After that first demonstration, Pilecki was given prison clothing, photographed, and assigned prisoner number 4859. As he told it, the two thirteens hidden in his number, formed by adding together the outer numbers and adding the inner numbers, were taken as a bad omen by his fellow prisoners, although he himself found a wry bit of amusement in it. The new arrivals were given a brief explanation of why they had been brought to Auschwitz. According to the guards, they were a gang of Polish bandits who had been attacking peaceful Germans.
They also received a grim warning from the camp’s then-deputy commandant, Fritz Seidler: “Let none of you imagine that he will ever leave this place alive. It has been worked out that you will survive for six weeks; anyone who lives longer must be stealing, and anyone who is stealing will be sent to the penal colony, where you won’t live very long.”
After the chilling ordeal of his arrival, after he was shaved head to toe and had his front teeth knocked out, and after he met the fellow prisoner who would brutally keep order on his own cell block, a German known as Bloody Aloiz, Pilecki got to work. His first few days were spent figuring out essential rules for survival: avoid excess liquid consumption to avoid developing edema; keep clean feet to avoid beatings in the evening hours; stay at the center of every pack rather than fighting for the limited food and water; and never, ever miss roll call.
Then he turned his mind to resistance, happy to find that those same docile Poles who had seemed to accept their fate were now starting to get angry. In his words: “I felt that finally we were all united by the same anger, a desire for revenge. I felt myself in an environment perfectly suited to begin my work here and discovered within me a semblance of happiness, above all because I wanted to start work and so I had not cracked.”
Pilecki’s main objective was to set up an organization within the camp, uniting prisoners into a system where they could receive news from the outside world, distribute extra food and clothing to those who needed it, and get information out whenever possible. Underlying all of that was another mission: to lay the groundwork for the moment help eventually arrived, so the prisoners could be ready to take over the camp and assist an Allied assault.

*Brief 1:* Return verbatim the portion of the Pilecki passage that opens with the words containing "Then he turned" and closes with "an Allied assault.".
*Brief 2:* Condense the paragraph of the Pilecki passage beginning "After the chilling ordeal of his arrival" into a shorter version that keeps its main facts.
The listing bears no relation to the Pilecki passage.

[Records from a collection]
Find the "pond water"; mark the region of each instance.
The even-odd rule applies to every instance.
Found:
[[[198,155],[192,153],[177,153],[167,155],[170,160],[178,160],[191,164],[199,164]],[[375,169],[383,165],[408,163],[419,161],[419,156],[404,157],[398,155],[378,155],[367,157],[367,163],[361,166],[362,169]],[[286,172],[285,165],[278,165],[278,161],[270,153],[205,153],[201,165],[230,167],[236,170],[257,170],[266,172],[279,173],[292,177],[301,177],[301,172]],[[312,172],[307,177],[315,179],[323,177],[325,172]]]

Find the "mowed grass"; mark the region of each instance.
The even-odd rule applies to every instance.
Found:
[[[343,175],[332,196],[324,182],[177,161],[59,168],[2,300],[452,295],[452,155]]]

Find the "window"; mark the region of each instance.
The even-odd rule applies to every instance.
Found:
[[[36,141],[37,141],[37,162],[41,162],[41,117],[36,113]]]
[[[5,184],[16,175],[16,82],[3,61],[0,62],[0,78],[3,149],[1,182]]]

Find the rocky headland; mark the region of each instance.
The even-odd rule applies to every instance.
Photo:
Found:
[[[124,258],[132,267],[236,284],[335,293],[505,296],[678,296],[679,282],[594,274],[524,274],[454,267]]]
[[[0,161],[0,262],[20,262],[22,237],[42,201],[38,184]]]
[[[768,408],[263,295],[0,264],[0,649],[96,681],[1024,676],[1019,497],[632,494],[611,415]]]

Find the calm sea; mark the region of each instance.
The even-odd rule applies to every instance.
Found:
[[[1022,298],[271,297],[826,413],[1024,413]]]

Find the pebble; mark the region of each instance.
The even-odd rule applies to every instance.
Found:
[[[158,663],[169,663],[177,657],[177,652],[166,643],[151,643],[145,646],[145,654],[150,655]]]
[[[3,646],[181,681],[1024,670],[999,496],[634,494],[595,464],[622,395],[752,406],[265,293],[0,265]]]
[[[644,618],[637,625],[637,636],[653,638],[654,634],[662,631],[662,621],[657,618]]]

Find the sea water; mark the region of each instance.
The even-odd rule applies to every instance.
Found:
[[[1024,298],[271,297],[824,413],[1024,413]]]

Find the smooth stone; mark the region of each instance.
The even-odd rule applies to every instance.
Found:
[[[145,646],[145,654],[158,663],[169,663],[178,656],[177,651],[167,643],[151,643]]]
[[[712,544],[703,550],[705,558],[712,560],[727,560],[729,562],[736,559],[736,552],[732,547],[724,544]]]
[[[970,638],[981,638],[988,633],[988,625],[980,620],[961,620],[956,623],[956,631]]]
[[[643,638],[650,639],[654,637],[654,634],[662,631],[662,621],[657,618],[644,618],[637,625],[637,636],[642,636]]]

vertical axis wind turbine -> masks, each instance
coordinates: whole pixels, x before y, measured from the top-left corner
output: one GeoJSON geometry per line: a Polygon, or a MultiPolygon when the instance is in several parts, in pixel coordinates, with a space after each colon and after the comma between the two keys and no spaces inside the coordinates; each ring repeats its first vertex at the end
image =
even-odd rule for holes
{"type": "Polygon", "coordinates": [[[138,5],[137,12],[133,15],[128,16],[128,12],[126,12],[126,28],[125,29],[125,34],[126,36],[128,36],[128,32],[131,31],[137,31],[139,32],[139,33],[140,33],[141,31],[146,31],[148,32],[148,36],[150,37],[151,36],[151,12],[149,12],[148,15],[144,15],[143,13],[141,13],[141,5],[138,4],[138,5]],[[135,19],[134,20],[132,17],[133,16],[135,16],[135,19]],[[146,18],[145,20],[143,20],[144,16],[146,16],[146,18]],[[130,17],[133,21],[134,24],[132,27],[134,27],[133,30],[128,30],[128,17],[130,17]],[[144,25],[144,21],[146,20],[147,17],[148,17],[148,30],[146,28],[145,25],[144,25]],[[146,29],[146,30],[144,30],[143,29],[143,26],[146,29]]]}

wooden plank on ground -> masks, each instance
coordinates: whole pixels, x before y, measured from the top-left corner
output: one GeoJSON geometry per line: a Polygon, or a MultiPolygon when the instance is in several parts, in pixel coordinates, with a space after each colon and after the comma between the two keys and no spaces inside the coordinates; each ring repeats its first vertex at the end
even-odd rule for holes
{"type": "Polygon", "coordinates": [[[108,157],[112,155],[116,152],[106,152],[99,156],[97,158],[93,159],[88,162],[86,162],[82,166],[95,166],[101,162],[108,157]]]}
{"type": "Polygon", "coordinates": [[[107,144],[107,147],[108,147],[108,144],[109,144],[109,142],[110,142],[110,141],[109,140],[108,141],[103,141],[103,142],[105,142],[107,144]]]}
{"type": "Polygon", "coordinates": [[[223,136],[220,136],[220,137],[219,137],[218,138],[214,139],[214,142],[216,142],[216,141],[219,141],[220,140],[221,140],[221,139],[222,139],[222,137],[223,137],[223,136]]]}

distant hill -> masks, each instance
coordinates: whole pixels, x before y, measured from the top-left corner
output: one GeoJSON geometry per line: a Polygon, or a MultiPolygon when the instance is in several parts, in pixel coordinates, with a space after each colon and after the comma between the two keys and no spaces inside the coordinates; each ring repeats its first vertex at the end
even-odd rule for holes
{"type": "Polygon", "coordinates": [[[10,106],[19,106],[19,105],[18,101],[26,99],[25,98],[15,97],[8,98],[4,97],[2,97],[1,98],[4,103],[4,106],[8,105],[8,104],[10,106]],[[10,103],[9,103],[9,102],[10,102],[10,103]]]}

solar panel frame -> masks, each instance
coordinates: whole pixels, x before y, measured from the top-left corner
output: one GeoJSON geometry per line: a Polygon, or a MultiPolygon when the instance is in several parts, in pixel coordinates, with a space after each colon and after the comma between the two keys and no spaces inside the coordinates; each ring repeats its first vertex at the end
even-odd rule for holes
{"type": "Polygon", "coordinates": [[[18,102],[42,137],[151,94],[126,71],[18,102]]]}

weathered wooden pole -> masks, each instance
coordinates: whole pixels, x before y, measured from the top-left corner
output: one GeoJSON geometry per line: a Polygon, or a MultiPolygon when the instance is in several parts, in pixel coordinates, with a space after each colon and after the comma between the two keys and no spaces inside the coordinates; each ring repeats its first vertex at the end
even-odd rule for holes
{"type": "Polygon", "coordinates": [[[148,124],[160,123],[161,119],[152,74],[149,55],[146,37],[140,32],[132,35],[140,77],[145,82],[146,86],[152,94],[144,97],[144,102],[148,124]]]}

* * *

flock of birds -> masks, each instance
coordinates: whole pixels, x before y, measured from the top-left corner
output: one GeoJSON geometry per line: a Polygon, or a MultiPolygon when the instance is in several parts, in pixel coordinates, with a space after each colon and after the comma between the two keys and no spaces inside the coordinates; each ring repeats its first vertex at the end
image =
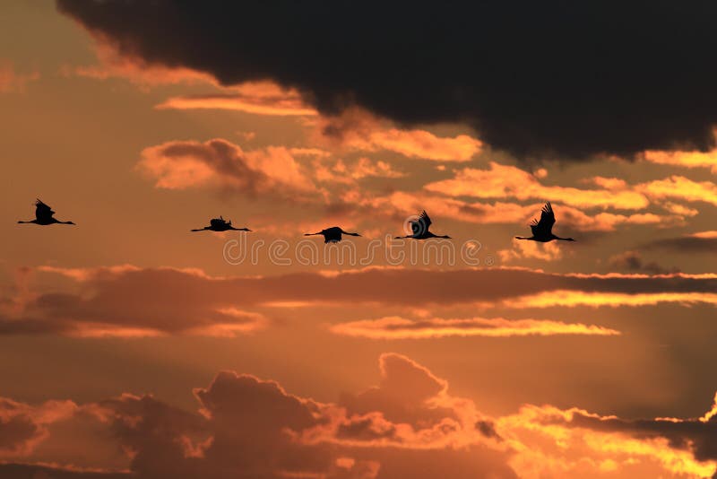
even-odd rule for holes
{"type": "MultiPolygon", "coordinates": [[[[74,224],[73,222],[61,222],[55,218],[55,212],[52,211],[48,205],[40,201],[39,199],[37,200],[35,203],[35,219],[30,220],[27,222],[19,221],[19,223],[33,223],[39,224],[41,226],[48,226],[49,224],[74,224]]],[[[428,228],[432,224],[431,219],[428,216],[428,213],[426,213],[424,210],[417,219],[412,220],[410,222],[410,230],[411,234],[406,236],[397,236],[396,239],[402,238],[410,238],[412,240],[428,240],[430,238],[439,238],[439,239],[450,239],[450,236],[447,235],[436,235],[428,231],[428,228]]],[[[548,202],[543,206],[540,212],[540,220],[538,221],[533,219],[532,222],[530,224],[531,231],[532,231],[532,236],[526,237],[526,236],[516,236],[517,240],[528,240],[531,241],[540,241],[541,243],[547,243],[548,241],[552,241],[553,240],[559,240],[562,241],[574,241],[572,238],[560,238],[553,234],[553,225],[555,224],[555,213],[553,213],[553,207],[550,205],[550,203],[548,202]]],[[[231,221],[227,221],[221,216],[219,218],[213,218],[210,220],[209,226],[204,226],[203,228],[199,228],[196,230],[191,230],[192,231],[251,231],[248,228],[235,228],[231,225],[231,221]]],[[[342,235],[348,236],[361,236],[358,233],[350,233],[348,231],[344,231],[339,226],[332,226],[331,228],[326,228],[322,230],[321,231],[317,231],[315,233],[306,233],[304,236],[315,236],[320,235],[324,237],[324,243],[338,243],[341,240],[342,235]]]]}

---

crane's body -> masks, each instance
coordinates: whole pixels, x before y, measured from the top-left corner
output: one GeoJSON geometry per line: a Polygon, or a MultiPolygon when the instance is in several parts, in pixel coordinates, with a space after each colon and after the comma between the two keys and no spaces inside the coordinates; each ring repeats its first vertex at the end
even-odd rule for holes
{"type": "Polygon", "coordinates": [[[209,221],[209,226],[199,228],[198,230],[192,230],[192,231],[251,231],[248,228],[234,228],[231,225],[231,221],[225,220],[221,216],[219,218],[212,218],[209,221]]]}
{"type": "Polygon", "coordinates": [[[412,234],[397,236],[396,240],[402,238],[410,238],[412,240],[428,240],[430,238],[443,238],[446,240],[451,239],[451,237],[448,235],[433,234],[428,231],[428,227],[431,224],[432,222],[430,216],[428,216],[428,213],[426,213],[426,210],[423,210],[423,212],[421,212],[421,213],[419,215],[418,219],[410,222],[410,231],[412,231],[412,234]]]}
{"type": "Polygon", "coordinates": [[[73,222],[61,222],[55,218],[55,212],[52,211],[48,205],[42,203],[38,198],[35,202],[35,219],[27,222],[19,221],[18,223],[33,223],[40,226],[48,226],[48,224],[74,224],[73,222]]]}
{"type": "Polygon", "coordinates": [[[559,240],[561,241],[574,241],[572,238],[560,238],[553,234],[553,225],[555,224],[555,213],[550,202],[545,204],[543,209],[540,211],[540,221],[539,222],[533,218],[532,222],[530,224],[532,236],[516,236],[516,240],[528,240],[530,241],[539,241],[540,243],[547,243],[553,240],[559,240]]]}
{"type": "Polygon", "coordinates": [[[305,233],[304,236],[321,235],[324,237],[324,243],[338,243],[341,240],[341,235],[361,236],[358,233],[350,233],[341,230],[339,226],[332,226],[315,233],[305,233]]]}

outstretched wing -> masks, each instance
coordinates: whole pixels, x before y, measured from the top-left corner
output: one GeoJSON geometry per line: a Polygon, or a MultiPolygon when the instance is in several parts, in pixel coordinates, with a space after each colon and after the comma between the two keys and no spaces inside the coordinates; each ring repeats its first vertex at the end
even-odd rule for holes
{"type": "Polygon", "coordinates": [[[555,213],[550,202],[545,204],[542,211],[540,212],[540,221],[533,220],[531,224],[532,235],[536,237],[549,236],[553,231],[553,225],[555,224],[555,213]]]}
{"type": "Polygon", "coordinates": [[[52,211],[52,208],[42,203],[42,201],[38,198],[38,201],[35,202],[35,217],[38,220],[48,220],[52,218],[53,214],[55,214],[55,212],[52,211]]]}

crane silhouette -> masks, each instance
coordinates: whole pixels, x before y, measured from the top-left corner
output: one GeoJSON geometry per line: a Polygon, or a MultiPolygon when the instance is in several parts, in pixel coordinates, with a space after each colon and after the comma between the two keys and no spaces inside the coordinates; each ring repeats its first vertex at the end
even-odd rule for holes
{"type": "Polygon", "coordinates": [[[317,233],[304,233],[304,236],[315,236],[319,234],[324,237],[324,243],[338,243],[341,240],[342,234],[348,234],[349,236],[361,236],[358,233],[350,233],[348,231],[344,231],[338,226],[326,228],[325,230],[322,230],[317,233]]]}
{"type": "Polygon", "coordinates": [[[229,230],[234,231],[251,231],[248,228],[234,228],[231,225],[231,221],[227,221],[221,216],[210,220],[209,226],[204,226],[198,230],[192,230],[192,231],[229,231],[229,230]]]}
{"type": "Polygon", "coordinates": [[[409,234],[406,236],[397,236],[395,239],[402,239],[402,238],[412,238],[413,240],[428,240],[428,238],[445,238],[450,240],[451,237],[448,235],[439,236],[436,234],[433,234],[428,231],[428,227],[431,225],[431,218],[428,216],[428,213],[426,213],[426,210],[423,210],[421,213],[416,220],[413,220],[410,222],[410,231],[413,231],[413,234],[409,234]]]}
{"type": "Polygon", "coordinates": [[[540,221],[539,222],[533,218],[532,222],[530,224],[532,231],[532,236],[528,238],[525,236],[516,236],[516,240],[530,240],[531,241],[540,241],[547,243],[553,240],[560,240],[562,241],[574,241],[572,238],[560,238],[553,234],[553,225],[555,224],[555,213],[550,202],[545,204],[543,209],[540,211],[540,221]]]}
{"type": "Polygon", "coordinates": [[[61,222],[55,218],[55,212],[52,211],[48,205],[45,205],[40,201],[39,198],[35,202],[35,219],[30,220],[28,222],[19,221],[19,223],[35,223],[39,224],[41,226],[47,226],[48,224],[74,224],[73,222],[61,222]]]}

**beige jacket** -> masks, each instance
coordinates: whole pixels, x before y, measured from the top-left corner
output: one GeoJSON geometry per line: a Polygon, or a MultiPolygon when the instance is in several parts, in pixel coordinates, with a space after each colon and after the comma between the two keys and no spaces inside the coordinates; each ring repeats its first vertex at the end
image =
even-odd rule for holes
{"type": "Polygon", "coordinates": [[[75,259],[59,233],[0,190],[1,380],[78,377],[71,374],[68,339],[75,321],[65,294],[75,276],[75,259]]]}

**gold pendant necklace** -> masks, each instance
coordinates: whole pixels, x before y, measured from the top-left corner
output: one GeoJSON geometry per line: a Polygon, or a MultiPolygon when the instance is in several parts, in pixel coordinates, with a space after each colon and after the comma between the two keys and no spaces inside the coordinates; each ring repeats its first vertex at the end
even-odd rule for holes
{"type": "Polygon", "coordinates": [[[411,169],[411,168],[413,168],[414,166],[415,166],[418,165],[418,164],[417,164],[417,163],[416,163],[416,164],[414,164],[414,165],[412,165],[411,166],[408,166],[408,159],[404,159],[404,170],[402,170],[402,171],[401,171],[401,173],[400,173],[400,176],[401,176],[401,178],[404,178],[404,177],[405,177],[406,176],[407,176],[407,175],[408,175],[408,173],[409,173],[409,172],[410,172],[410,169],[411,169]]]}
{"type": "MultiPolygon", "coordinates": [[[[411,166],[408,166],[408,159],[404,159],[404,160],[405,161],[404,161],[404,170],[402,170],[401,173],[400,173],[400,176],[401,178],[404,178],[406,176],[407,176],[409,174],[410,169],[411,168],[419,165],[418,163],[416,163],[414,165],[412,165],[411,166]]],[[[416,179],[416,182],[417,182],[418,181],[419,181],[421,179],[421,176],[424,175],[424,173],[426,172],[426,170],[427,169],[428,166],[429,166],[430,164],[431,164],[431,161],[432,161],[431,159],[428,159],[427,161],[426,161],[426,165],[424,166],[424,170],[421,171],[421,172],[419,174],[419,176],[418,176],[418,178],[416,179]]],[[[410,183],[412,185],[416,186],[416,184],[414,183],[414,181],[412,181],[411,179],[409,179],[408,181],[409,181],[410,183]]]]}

*Task solution 1:*
Then he turned his mind to resistance, happy to find that those same docile Poles who had seemed to accept their fate were now starting to get angry. In his words: “I felt that finally we were all united by the same anger, a desire for revenge. I felt myself in an environment perfectly suited to begin my work here and discovered within me a semblance of happiness, above all because I wanted to start work and so I had not cracked.”
Pilecki’s main objective was to set up an organization within the camp, uniting prisoners into a system where they could receive news from the outside world, distribute extra food and clothing to those who needed it, and get information out whenever possible. Underlying all of that was another mission: to lay the groundwork for the moment help eventually arrived, so the prisoners could be ready to take over the camp and assist an Allied assault.

*Task solution 2:*
After his arrival, Pilecki was shaved head to toe and had his front teeth knocked out. He also met Bloody Aloiz, the German prisoner who brutally kept order on his cell block. Pilecki then got to work. In his first days he worked out rules for survival:
- Drink little, to avoid edema.
- Keep feet clean, to avoid evening beatings.
- Stay at the center of every pack rather than fight for scarce food and water.
- Never miss roll call.